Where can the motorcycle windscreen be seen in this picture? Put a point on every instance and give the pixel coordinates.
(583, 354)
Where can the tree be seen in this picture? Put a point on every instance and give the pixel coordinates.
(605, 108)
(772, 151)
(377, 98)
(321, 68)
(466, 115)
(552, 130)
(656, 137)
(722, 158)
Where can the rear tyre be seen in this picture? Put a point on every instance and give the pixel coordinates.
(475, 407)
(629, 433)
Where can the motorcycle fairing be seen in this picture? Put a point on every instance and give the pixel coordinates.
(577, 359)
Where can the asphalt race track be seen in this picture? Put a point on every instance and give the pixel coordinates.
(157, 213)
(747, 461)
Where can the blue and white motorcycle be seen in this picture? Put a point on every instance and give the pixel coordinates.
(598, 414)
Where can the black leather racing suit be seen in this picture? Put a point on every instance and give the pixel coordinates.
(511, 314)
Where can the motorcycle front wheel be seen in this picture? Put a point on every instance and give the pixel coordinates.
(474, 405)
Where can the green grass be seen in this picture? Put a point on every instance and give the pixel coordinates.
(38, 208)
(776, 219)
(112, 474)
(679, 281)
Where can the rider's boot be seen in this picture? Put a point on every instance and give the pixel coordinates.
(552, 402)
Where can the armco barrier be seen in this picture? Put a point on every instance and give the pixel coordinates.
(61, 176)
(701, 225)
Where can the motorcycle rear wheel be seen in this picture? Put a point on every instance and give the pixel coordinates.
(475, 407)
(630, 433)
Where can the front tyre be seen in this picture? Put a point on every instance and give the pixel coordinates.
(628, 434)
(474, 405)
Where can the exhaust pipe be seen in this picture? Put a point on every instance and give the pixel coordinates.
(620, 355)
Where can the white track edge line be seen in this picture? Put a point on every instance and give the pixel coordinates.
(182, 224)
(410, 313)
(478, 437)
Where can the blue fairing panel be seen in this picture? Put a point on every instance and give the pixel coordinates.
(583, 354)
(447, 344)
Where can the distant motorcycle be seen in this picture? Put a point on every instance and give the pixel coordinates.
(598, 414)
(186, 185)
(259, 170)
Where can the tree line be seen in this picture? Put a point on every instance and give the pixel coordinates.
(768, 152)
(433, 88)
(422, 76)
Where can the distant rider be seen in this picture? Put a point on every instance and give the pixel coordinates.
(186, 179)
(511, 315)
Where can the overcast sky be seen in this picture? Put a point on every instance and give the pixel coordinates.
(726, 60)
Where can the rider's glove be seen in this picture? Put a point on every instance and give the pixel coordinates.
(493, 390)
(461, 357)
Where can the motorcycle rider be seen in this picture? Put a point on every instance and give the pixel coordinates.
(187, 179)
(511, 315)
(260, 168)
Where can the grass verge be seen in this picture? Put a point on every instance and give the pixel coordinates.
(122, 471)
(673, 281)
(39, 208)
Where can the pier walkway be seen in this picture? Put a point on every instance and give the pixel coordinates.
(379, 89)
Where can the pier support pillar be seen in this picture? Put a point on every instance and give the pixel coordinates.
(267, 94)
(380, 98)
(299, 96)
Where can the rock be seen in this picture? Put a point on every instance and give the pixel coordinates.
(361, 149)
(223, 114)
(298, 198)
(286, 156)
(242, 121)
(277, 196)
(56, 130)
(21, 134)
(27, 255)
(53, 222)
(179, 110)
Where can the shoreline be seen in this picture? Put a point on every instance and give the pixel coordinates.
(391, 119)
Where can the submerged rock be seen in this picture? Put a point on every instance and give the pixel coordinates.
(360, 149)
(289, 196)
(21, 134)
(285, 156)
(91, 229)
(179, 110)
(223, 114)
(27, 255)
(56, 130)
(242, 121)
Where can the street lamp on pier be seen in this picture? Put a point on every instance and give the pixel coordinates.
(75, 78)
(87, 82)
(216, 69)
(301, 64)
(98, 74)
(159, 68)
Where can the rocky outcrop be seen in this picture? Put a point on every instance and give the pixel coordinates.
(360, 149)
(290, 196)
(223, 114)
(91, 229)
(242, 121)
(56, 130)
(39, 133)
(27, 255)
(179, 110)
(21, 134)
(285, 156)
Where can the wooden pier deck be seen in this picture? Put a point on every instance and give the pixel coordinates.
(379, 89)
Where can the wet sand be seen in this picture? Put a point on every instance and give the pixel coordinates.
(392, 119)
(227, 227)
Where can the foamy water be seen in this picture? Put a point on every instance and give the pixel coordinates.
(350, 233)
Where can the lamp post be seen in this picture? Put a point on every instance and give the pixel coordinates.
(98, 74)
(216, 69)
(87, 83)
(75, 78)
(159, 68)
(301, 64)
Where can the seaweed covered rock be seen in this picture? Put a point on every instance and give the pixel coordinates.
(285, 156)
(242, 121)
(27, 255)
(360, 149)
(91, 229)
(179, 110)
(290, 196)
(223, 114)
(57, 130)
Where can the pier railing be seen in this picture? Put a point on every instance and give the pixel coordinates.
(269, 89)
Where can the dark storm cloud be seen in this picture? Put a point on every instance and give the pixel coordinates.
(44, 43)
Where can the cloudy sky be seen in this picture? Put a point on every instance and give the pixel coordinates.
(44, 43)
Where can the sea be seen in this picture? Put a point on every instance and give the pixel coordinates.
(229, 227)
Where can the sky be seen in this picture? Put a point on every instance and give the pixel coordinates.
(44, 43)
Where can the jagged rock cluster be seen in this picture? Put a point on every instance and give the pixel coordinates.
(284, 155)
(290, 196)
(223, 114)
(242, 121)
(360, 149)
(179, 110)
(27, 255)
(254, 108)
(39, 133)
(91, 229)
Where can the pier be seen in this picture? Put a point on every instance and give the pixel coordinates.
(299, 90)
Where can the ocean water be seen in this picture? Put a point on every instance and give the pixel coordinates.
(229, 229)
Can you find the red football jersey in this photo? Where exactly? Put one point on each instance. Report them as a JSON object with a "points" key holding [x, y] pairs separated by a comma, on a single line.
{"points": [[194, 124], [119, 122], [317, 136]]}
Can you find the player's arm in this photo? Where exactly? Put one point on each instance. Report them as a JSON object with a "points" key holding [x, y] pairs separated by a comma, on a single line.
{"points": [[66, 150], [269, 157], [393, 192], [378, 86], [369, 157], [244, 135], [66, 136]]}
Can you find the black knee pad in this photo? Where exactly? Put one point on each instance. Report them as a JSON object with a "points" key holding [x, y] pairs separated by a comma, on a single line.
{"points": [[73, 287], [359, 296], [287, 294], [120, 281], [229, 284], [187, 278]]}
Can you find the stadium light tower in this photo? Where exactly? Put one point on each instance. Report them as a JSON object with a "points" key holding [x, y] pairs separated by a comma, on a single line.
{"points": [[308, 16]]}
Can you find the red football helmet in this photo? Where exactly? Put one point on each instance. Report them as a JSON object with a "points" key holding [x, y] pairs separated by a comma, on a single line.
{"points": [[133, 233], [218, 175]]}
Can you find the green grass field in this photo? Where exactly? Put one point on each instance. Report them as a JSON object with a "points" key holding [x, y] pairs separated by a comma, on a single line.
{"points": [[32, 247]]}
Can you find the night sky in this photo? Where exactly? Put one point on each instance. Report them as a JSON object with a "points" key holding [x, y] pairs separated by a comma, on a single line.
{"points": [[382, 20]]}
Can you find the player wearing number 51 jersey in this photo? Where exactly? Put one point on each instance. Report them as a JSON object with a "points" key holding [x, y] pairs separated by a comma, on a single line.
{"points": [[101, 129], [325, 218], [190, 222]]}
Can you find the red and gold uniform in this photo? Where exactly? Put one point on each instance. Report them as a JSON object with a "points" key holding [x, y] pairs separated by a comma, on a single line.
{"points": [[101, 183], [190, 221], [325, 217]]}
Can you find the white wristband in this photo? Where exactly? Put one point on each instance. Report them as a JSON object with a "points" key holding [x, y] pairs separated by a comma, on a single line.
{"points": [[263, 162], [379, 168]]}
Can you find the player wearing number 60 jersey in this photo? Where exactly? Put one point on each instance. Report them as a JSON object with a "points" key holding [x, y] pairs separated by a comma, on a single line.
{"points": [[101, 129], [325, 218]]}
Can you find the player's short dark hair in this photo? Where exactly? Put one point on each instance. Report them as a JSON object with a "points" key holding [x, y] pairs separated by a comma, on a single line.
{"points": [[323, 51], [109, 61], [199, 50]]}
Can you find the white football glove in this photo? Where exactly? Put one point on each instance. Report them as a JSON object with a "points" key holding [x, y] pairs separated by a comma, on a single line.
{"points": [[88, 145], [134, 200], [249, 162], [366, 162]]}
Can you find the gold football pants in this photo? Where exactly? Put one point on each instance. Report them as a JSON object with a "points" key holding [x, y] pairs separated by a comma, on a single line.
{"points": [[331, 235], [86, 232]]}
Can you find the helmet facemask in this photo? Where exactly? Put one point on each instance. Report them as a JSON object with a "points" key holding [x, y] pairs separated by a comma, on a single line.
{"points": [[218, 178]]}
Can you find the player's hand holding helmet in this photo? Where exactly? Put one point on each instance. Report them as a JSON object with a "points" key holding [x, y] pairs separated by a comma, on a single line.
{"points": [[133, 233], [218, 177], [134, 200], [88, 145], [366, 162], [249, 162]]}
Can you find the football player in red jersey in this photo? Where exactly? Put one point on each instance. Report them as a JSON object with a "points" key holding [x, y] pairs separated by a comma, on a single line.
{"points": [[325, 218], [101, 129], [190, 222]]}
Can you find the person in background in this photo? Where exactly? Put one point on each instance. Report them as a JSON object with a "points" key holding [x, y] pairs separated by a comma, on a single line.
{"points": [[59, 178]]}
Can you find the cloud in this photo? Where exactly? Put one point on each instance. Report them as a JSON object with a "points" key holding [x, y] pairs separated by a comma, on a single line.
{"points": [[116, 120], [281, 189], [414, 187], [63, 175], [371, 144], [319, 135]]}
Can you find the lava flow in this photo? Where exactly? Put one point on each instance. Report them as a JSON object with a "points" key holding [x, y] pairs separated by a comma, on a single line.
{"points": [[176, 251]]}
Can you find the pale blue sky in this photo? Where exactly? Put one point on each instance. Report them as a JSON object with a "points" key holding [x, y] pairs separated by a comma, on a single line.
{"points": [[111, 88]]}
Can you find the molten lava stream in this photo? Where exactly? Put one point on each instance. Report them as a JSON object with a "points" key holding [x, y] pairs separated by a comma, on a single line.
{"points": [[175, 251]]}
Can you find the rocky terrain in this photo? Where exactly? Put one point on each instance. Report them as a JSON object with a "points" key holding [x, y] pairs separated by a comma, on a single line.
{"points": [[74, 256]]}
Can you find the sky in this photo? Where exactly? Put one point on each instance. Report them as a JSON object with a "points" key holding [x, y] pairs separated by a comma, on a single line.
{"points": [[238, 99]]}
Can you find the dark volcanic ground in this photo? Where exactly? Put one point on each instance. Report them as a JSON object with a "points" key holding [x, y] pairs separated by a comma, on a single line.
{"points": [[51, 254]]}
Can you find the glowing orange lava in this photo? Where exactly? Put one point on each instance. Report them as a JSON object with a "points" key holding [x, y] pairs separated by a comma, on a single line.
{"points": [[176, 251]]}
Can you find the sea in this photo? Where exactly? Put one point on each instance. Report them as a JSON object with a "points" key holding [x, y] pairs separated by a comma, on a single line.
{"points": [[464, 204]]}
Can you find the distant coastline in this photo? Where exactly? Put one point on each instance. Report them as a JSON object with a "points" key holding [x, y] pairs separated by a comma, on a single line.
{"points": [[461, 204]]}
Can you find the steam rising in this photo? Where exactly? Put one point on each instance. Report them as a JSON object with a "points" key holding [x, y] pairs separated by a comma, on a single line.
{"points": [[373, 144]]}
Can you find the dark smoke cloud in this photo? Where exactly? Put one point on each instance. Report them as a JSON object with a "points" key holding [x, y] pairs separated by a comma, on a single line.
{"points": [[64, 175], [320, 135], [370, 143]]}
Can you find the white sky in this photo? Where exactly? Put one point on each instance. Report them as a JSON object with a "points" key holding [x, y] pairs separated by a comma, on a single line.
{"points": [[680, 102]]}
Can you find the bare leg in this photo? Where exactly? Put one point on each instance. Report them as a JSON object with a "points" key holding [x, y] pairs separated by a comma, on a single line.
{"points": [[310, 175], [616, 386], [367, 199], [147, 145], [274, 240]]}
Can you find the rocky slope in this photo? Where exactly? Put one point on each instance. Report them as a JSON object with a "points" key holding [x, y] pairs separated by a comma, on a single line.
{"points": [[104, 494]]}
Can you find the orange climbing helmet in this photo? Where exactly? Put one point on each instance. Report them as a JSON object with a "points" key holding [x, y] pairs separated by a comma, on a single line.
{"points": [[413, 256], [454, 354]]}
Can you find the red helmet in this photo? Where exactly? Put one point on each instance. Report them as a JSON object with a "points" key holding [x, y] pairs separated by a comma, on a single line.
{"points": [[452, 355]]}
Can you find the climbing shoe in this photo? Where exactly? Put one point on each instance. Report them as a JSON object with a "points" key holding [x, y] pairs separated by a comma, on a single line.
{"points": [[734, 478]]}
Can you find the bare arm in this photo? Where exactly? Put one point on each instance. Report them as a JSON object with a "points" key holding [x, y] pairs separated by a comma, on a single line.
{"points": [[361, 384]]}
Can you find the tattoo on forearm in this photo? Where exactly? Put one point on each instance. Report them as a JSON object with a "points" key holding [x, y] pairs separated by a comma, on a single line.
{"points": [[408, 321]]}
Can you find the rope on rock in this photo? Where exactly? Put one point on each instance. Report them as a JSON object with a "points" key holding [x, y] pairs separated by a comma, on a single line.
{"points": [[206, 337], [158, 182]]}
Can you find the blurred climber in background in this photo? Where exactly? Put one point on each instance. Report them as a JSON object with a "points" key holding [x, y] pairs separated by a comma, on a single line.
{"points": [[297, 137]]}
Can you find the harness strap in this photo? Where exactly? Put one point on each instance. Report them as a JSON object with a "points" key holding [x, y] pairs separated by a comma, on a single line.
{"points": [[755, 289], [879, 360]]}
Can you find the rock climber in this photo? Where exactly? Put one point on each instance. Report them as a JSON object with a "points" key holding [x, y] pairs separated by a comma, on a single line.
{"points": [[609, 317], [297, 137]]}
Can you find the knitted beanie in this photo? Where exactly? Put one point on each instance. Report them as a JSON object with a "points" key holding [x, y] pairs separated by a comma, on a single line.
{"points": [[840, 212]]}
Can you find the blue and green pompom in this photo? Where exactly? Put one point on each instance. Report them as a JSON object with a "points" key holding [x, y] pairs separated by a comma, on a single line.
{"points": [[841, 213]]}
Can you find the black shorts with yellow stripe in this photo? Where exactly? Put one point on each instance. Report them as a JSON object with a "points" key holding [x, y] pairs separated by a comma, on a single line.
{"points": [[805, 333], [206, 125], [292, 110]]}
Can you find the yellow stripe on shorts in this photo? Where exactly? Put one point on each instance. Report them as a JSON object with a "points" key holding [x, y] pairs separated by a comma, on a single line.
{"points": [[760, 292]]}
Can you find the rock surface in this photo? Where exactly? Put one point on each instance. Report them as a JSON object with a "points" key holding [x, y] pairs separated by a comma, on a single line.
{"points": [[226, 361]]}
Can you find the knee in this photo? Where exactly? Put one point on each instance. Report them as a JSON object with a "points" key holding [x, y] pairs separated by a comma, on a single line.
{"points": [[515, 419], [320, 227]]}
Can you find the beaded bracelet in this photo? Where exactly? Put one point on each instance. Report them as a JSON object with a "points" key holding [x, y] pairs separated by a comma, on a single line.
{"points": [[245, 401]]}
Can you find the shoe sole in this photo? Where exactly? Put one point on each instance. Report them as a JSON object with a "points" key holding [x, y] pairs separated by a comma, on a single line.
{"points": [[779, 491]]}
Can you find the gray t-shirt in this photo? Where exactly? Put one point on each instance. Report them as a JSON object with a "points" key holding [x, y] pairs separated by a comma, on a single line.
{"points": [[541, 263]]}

===

WHAT NEEDS TO BE DONE – Starting at the line that contains "Can you find the shoe", retype each line through the end of the listing above and nothing else.

TASK SOLUTION –
Can you find the shoe sole in this photo? Where exactly? Put one point on each instance. Report them as a JSON object with a "points" key holding [x, y] pairs separated by a comma, on a single line.
{"points": [[779, 491]]}
Can you find the gray t-shirt in this photo? Where exactly? Put one point on each instance. Report them as a JSON object with a "points" key holding [x, y] pairs separated by a comma, on a single line.
{"points": [[541, 263]]}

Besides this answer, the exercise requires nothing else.